◆ **Given exercise**
Can you reproduce, character for character, the rows from the line containing "Mark one point on every instance of the dark" up to and including the line containing "x=280 y=350"?
─── Extracted information ───
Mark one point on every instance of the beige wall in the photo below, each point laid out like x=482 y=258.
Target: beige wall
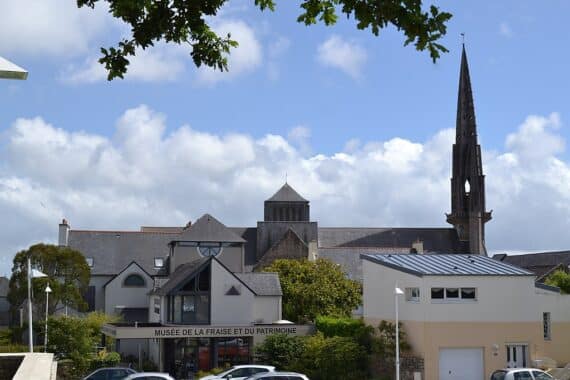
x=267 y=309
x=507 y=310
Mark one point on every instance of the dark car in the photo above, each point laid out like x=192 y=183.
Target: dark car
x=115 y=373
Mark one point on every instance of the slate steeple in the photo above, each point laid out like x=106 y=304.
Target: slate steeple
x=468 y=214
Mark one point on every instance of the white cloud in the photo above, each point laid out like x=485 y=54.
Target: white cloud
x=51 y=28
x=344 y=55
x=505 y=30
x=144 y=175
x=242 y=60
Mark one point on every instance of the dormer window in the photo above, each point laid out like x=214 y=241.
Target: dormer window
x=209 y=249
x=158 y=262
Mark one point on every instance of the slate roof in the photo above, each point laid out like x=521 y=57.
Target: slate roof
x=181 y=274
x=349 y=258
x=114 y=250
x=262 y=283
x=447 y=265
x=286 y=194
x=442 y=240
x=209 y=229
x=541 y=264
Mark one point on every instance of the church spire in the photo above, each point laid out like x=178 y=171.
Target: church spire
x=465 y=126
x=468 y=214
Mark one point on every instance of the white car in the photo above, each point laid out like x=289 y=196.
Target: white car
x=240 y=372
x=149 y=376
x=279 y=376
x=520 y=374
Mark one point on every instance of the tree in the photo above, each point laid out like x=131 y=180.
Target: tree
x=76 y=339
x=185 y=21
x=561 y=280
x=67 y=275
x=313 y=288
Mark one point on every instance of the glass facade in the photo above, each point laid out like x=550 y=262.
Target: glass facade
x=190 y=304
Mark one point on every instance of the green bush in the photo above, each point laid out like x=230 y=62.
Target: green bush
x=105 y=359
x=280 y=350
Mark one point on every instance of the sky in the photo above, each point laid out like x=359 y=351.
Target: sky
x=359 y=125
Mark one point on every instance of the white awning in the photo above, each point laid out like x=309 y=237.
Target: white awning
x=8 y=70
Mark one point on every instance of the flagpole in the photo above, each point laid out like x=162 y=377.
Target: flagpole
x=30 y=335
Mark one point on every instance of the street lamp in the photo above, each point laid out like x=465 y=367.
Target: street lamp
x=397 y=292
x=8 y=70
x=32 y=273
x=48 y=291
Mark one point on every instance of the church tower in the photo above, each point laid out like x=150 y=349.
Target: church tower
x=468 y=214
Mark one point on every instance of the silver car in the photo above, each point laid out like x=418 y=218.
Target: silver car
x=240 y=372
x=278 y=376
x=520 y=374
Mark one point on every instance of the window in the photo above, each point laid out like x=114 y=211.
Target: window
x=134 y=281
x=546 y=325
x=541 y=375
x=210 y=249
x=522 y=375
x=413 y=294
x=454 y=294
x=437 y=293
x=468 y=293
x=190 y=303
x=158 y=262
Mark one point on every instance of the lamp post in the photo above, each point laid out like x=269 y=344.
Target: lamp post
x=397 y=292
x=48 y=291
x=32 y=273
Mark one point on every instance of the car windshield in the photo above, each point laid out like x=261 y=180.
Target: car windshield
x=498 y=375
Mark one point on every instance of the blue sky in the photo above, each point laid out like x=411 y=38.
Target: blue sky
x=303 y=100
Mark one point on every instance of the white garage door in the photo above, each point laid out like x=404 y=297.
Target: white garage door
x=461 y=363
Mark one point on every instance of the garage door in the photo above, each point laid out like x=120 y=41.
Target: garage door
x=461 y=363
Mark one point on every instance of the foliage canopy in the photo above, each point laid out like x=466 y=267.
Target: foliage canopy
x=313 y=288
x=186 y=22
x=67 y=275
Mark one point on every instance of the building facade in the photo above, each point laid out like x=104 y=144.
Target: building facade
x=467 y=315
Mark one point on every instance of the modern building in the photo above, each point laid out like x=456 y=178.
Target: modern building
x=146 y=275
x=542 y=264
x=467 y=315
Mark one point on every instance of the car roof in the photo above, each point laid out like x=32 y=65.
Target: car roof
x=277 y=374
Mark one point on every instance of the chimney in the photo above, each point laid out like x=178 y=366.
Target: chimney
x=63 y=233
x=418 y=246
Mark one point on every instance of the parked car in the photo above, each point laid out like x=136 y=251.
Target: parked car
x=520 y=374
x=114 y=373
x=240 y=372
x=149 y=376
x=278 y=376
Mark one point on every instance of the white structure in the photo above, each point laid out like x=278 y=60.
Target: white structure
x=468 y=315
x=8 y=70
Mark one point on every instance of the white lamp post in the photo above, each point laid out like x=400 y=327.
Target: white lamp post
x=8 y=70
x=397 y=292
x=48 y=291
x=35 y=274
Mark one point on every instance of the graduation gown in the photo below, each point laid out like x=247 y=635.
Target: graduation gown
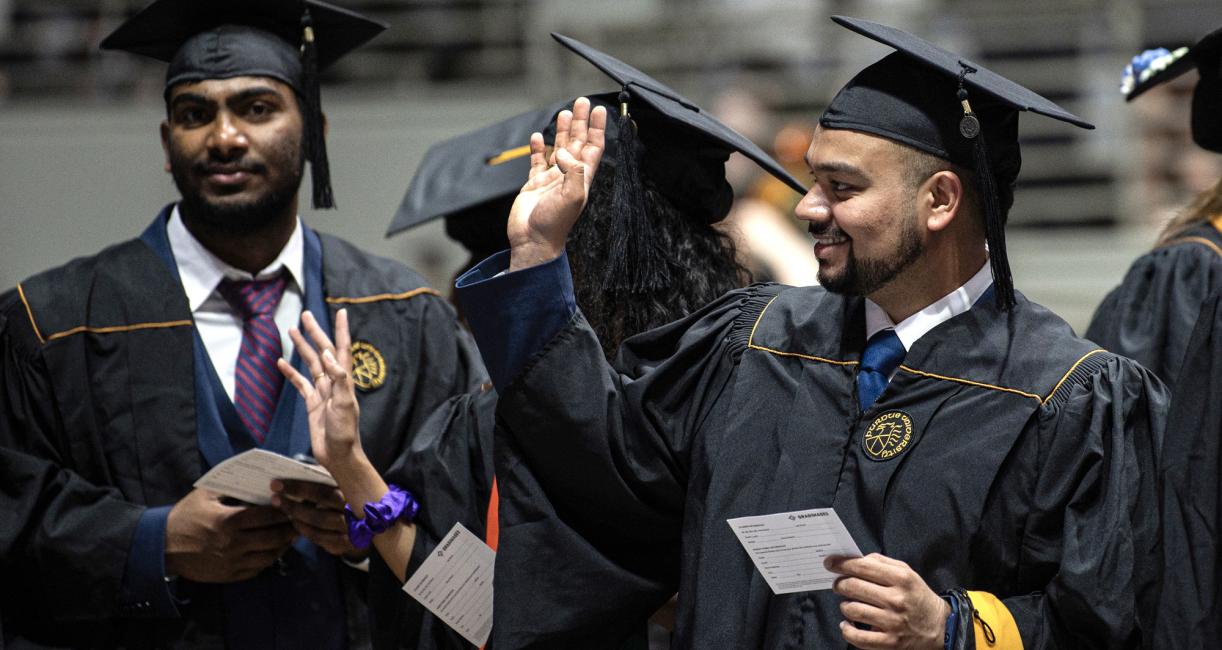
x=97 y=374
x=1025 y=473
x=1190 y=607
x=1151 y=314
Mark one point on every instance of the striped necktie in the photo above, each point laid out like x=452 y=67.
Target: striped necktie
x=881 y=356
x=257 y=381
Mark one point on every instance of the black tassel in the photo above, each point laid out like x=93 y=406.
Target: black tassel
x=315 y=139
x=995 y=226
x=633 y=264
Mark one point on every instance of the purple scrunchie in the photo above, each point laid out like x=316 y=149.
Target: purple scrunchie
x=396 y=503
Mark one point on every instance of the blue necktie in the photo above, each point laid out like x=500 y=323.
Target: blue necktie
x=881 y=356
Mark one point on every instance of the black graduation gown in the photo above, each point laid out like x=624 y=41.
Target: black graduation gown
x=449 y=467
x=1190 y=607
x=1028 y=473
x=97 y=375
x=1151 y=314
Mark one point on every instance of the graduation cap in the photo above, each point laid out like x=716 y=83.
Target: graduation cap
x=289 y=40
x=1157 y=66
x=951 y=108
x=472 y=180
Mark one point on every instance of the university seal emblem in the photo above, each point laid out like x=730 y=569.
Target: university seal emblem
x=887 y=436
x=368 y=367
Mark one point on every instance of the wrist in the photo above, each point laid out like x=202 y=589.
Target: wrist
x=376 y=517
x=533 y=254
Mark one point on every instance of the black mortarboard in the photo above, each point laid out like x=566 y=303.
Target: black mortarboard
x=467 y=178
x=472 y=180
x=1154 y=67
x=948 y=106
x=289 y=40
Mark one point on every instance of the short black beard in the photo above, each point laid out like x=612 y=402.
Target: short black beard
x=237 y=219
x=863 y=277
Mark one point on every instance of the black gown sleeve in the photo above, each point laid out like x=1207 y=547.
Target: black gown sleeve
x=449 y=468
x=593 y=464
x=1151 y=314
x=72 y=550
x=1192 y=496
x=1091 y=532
───
◆ **Correct result**
Mark one point on every instance of the dark car in the photo above, each point laid out like x=192 y=183.
Target: dark car
x=115 y=373
Mark one point on every instance of the slate steeple in the photo above, each point laid out like x=106 y=304.
Target: slate steeple
x=468 y=214
Mark one point on every instance of the white cloud in the photo above, each point laid out like x=485 y=54.
Target: white cloud
x=51 y=28
x=344 y=55
x=505 y=30
x=144 y=175
x=242 y=60
Mark one point on every instance of the dormer window in the photo above, each point laid out like x=214 y=241.
Target: dormer window
x=209 y=249
x=158 y=262
Mark one point on every instance of the slate roof in the photo above, each point laid out like x=521 y=57.
Target: slate roof
x=181 y=274
x=349 y=258
x=114 y=250
x=262 y=283
x=447 y=265
x=286 y=194
x=442 y=240
x=209 y=229
x=541 y=264
Mark one point on every instance of the church spire in the photo above, each point laid out like x=178 y=171.
Target: church spire
x=465 y=126
x=468 y=214
Mark one point on every instance of the white car in the photo above, each point laid out like x=289 y=196.
Target: white car
x=240 y=372
x=149 y=376
x=279 y=376
x=520 y=374
Mark one point on every instance of the tree in the photo above, each point laid out like x=131 y=180.
Target: tree
x=76 y=339
x=185 y=21
x=561 y=280
x=67 y=275
x=313 y=288
Mark one point on every instance of the glass facade in the photo above, each point laid out like x=550 y=262.
Target: glass facade
x=190 y=304
Mark one point on every instance of the green bush in the photo above, each point laid out like x=230 y=62.
Target: green bush
x=105 y=359
x=280 y=350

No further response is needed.